**Written exercise:** In the tutorial extract below, what does the toy operation do with its two batch inputs?

**Source extract:**
Note how get_dim is used to retrieve the input_dim of brick1. You can now use a ChainOfTwoFeedforward brick as follows.

>>> brick1 = Linear(input_dim=3, output_dim=2, use_bias=False,
...                 weights_init=Constant(2))
>>> brick2 = Linear(output_dim=4, use_bias=False, weights_init=Constant(2))
>>>
>>> seq = ChainOfTwoFeedforward(brick1, brick2)
>>> seq.initialize()
>>> brick2.input_dim
2

Example¶

For the sake of the tutorial, let’s consider a toy operation that takes two batch inputs and multiplies them respectively by two matrices, resulting in two outputs.

**Records:**
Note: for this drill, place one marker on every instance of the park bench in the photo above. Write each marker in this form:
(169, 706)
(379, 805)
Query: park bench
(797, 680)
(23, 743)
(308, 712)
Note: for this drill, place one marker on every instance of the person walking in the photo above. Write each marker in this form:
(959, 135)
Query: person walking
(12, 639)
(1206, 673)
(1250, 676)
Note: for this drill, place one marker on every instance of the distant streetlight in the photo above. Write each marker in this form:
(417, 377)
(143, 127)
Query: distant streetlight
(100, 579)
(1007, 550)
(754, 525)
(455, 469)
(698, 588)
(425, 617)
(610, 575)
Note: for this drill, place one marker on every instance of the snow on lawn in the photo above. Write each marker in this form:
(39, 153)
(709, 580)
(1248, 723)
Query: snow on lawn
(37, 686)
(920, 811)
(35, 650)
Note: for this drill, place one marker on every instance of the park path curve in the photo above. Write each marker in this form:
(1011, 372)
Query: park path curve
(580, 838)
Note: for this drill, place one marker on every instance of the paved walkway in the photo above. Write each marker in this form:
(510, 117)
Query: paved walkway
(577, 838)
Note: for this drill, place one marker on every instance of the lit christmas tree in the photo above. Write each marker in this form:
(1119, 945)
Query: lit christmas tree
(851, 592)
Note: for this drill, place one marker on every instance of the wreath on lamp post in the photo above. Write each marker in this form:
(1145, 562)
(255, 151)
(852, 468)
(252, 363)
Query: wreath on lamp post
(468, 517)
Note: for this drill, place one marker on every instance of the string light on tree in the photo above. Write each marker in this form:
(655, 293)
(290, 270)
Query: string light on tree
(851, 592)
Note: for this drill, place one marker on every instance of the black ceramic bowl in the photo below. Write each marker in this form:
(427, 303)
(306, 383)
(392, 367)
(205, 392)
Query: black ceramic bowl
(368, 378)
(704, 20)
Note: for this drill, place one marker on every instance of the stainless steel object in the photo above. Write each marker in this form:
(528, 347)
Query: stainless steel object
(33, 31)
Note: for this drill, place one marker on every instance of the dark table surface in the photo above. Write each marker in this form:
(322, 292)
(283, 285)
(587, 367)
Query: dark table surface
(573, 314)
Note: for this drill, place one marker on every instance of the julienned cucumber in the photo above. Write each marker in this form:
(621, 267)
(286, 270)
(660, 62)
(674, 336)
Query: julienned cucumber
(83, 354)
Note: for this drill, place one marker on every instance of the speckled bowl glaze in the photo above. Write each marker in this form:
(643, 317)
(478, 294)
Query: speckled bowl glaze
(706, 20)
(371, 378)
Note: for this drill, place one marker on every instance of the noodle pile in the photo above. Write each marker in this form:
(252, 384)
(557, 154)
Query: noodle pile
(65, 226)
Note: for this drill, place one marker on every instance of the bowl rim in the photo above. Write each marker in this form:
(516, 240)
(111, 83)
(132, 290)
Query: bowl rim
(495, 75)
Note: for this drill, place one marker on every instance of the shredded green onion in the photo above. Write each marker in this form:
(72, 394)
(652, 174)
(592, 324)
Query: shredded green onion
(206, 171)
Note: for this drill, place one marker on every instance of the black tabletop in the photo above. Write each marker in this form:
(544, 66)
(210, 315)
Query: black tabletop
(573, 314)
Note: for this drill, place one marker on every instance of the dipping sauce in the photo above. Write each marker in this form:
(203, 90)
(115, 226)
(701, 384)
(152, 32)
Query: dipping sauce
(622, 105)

**Written answer:** It multiplies them respectively by two matrices, resulting in two outputs.